What you will do: Give the records below as a numbered list with one entry per line, skipping blank lines. Leave the pictures out.

─── Provided data ───

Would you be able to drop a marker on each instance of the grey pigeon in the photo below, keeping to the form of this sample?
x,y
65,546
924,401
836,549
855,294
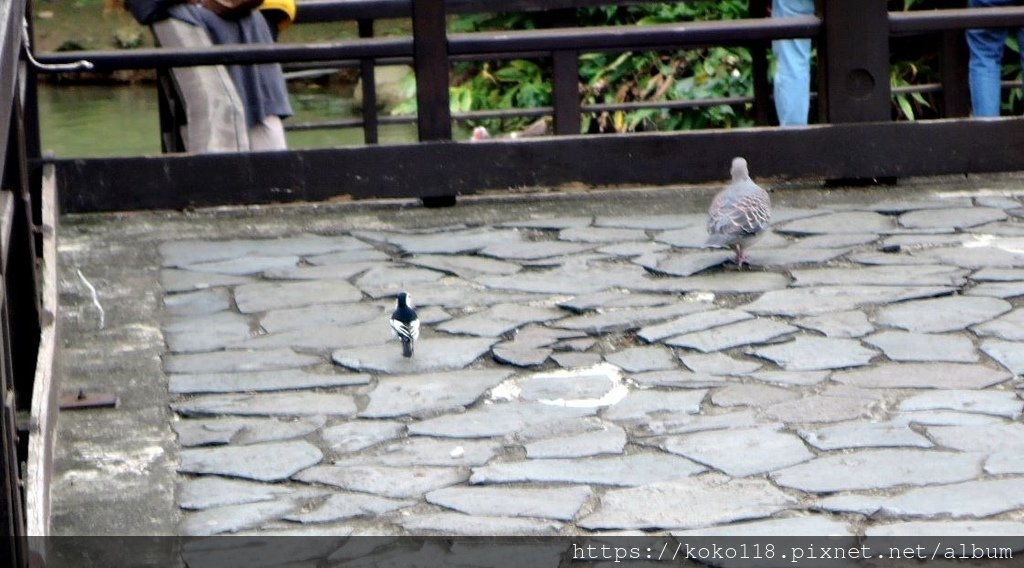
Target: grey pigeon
x,y
738,214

───

Complete response:
1. Would you be able to drop a marker on each instance of the grey pigeon in the photo below, keeping to the form of this sample?
2. x,y
3. 65,546
4. 924,401
5. 836,549
6. 855,294
7. Target: grey pigeon
8. x,y
9. 738,214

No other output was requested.